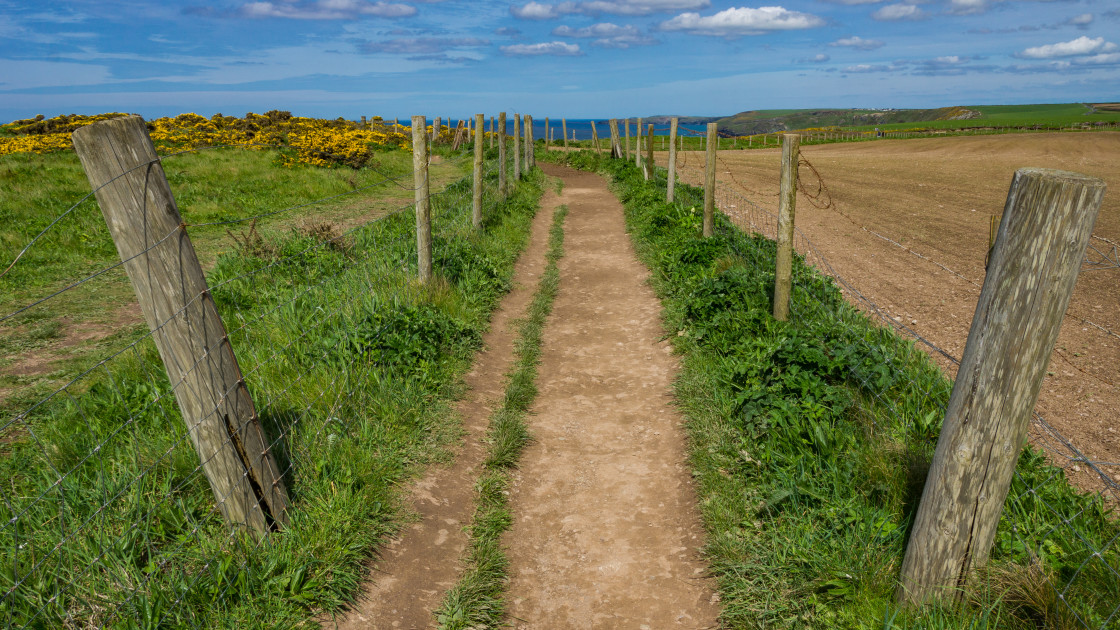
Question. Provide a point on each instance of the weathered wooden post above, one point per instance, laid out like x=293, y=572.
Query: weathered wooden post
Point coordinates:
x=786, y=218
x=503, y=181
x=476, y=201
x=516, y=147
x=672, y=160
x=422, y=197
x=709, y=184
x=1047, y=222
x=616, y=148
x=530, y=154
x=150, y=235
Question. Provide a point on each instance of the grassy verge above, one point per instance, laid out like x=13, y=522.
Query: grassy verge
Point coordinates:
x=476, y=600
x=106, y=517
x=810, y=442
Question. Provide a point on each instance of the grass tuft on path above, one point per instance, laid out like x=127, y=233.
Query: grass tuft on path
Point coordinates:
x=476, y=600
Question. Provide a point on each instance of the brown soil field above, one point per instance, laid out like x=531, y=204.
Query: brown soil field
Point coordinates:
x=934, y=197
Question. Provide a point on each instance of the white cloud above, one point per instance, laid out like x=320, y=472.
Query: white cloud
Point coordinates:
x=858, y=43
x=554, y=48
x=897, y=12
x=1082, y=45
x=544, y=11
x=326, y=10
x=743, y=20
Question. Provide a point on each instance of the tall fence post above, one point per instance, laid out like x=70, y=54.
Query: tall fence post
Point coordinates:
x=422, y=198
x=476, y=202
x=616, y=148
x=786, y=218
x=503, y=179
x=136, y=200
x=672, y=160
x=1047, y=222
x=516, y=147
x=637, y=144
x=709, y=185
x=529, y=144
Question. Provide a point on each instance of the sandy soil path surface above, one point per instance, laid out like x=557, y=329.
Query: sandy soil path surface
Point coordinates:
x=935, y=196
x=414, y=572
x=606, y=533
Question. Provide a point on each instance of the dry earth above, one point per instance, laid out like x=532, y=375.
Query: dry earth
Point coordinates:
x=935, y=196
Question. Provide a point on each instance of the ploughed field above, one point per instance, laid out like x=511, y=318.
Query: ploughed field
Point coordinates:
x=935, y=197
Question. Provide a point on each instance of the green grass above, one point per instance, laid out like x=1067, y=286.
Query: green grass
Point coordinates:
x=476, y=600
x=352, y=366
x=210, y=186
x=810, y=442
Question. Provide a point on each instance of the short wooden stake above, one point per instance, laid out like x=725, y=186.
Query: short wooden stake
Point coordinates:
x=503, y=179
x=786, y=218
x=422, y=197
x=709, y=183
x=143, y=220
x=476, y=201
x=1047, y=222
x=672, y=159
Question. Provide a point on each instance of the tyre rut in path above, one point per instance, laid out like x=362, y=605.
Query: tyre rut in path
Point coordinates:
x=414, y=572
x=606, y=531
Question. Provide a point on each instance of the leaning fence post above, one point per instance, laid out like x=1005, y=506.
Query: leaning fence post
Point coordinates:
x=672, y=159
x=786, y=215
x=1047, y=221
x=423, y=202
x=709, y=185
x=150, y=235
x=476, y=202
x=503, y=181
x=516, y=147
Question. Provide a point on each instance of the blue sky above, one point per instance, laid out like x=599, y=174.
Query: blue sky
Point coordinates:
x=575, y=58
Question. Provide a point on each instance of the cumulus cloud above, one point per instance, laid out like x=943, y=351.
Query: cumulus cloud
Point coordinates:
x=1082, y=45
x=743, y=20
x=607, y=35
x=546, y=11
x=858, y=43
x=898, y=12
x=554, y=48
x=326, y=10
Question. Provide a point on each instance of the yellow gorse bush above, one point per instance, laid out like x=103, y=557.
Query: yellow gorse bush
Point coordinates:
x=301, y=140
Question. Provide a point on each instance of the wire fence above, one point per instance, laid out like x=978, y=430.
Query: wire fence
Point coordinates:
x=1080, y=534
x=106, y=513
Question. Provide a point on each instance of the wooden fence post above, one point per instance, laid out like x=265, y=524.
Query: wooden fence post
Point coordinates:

Objective -
Copy out the rows above word for word, starting at the line that contains "Question. Provide a point on each instance of the grassy" and ending after the line that contains "x=529, y=144".

Answer to this problem -
Question. Provide a point on each instance of the grassy verge above, one point per instance, laid out like x=13, y=522.
Query: grassy verge
Point coordinates:
x=476, y=600
x=106, y=517
x=810, y=442
Question. Provide a point on each instance of the grass tuft on path above, one point per instance, laid out like x=127, y=233.
Query: grass tuft on path
Point coordinates:
x=476, y=600
Question. Provide a point on each instance of the brown soil field above, one point per instance, laid out like x=531, y=204.
Query: brown soil field
Point coordinates:
x=934, y=197
Question. Provide a point on each instance of the white cloud above, one point per instance, laid out like x=320, y=472.
Query: white cloud
Point coordinates:
x=858, y=43
x=554, y=48
x=897, y=12
x=1082, y=45
x=544, y=11
x=326, y=10
x=743, y=20
Question. Provide a point on each instance of the tall fence post above, one point per instance, laid out like x=70, y=54.
Query: tall fence post
Point coordinates:
x=422, y=198
x=476, y=202
x=616, y=148
x=786, y=218
x=503, y=179
x=136, y=200
x=672, y=160
x=1047, y=222
x=516, y=147
x=637, y=144
x=709, y=185
x=529, y=144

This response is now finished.